Such aus den Einträgen jede Zeile heraus, in der die Zeichenfolge „windshield“ vorkommt, und schreib sie ab. Groß- und Kleinschreibung zählt.
----------
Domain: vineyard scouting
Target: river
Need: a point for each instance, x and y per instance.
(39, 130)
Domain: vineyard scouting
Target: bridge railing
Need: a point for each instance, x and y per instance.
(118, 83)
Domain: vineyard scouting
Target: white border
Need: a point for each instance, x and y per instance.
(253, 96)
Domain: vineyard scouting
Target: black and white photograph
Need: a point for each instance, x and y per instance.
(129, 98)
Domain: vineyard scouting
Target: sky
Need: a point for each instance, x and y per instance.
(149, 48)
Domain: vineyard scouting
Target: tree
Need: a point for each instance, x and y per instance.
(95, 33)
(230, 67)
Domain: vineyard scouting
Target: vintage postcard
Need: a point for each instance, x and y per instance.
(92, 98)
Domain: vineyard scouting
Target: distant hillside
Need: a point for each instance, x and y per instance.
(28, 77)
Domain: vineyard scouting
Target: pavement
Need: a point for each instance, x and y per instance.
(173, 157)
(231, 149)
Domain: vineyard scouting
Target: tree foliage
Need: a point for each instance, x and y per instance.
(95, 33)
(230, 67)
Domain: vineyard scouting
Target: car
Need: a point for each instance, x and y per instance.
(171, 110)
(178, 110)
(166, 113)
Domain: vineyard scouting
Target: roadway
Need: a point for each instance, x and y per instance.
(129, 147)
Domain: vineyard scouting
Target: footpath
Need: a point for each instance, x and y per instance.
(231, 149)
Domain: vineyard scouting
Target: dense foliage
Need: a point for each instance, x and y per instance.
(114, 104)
----------
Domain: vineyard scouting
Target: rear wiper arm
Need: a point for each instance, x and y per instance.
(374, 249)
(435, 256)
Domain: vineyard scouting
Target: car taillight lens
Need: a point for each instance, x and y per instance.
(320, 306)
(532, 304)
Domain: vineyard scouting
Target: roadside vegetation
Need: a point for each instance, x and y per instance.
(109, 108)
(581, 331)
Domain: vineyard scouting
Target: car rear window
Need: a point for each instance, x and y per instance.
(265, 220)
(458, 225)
----------
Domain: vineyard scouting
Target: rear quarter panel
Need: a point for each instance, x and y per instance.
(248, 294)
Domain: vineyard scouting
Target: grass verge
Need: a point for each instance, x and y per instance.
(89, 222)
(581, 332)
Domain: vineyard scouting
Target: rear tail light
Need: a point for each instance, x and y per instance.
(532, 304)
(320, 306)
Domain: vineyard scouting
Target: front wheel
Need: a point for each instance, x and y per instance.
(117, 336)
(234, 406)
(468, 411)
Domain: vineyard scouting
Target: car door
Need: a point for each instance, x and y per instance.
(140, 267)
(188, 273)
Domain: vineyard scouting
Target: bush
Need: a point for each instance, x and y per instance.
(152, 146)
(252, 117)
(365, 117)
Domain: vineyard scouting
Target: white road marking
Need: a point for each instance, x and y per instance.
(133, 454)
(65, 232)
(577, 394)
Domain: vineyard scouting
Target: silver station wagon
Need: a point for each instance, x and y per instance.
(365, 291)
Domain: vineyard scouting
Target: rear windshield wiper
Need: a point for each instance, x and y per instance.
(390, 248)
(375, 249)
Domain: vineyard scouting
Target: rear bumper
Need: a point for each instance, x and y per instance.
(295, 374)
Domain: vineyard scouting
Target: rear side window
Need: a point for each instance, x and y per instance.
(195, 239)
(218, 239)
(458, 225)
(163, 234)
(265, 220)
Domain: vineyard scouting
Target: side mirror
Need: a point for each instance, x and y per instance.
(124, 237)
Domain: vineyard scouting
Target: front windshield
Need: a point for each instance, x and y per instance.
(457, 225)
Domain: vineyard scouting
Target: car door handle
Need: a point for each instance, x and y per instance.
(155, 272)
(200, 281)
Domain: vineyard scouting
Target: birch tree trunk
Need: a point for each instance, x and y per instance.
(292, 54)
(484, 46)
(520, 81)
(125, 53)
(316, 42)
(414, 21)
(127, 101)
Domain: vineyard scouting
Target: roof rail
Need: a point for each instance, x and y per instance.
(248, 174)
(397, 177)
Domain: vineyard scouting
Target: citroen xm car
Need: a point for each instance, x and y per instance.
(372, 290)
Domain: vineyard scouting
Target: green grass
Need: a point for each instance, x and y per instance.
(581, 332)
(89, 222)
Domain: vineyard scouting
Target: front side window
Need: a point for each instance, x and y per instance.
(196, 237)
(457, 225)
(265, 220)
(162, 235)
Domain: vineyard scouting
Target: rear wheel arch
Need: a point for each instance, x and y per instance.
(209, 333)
----------
● LÖSUNG
Target: rear windshield wiper
Target: front windshield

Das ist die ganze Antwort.